== TEXT SHOWN ==
____

# Southeast Garden Railroad Show/Banquet Info



## Ted Yarbrough (Jan 2, 2008)

The Southeast Garden Railroad Show will open at 9am Friday, May 13 at the Northwest Georgia Trade Center just west of I-75 in Dalton, GA (20 minutes south of Chattanooga, TN and 1 hour north of Atlanta, GA, 2 hours from Knoxville, TN and 3 hours from Nashville, TN). The show will again open at 9am on Saturday.
Friday evening, May 13, will be the traditional banquet sponsored by the Georgia Garden Railway Society. This year it is moving about 3 blocks south to the Freight Depot so we can all be on one level. Local bluegrass band, Spatial Effects, will perform train oriented songs as well as a few traditional bluegrass songs, and even a few funny originals the group has. Ron Blaylock, a local theater performer, will entertain with a costumed bit about the Bohannon Gang that once robbed trains just north of downtown Dalton. The same folks from last year will supply the food. Door prizes will be provided by the vendors as well as Rolling Stock, USA Trains, and Aristo-Craft. Tickets must be ordered in advance and they are $25.00 each and can be ordered from Alan Mole, 8370 Colonial Place, Duluth, GA 30097. Make check payable to GGRS. The banquet will start at 7pm.

____

== Object location annotation data ==
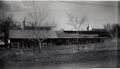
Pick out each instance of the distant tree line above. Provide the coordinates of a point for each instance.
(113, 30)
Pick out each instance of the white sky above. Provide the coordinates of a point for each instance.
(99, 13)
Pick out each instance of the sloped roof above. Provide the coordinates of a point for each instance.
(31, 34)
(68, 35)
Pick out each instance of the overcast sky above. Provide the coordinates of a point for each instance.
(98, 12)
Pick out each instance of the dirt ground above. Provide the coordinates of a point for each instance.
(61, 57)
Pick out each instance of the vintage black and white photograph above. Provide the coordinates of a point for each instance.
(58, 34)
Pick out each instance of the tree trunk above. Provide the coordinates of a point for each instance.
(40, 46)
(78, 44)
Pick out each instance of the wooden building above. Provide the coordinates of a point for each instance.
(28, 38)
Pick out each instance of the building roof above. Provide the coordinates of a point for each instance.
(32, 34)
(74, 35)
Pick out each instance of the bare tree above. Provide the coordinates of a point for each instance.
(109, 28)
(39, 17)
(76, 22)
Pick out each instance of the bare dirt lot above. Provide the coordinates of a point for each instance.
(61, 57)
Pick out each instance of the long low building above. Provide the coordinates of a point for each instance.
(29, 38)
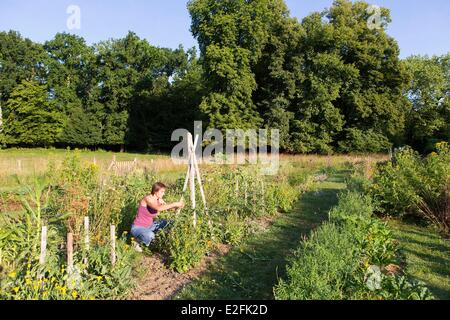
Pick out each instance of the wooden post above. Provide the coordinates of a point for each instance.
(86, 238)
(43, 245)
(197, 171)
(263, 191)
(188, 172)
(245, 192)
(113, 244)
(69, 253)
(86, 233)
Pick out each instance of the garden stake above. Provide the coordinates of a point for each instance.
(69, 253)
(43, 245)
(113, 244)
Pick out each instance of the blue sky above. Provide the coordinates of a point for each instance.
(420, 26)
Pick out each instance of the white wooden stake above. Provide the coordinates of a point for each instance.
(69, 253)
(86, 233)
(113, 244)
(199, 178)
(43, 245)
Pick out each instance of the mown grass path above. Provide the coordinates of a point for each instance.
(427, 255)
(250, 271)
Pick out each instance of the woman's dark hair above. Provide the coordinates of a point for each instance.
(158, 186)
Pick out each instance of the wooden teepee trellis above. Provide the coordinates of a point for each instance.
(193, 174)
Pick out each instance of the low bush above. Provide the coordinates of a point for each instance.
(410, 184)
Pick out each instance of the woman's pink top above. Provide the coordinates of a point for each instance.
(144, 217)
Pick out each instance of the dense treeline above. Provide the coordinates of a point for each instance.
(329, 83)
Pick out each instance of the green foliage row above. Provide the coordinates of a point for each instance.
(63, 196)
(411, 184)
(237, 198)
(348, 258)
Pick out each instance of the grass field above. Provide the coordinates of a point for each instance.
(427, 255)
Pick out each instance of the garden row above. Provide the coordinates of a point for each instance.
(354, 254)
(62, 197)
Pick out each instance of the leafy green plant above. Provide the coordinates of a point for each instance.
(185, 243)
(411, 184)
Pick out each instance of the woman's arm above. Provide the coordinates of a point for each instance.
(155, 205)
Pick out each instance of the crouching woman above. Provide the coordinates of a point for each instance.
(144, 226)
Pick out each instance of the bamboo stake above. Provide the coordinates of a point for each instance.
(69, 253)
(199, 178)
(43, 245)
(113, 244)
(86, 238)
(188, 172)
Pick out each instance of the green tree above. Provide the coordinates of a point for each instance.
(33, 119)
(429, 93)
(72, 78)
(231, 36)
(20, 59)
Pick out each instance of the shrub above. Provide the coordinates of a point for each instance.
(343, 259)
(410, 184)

____

== WRITTEN EXERCISE ==
Write out the show announcement from "## Ted Yarbrough" up to and including "9am on Saturday.", changing "Trade Center" to "Convention Center".

== EXERCISE RESPONSE ==
## Ted Yarbrough (Jan 2, 2008)

The Southeast Garden Railroad Show will open at 9am Friday, May 13 at the Northwest Georgia Convention Center just west of I-75 in Dalton, GA (20 minutes south of Chattanooga, TN and 1 hour north of Atlanta, GA, 2 hours from Knoxville, TN and 3 hours from Nashville, TN). The show will again open at 9am on Saturday.